**PROBLEM STATEMENT**: Pull out every line of the records below that contains the word "snow", copying each one in full.

* * *

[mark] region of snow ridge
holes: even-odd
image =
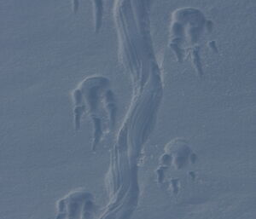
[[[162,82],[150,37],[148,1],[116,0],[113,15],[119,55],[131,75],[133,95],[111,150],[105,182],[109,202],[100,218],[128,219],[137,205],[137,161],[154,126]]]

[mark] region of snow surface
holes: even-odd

* * *

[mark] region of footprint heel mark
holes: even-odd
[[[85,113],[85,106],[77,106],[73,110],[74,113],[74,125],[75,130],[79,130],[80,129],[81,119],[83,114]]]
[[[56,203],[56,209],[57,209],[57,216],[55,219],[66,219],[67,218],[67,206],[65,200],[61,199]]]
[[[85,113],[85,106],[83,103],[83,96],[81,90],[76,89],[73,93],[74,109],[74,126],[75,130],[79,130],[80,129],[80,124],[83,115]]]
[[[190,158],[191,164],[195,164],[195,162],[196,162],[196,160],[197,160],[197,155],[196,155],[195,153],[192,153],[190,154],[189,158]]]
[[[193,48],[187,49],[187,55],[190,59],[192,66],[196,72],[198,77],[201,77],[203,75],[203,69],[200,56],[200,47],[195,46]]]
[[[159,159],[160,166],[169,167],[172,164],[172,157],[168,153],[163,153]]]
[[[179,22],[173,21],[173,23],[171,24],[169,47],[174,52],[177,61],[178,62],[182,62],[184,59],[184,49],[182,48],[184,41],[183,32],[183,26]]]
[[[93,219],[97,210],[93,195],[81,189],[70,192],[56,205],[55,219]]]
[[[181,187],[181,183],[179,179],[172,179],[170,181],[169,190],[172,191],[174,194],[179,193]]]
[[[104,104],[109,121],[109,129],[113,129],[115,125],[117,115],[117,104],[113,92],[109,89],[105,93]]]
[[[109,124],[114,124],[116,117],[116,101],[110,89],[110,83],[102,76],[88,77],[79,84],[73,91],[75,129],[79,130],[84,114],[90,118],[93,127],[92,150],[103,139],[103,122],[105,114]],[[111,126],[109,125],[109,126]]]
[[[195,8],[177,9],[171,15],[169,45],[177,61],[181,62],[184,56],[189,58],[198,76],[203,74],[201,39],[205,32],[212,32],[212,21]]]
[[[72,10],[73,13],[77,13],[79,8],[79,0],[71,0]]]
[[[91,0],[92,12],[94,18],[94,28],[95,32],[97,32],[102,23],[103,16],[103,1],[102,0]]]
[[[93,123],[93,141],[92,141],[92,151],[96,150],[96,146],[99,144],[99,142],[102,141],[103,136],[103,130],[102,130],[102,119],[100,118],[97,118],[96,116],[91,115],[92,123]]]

* * *

**PROBLEM SOLUTION**:
[mark] region of snow ridge
[mark] region of snow surface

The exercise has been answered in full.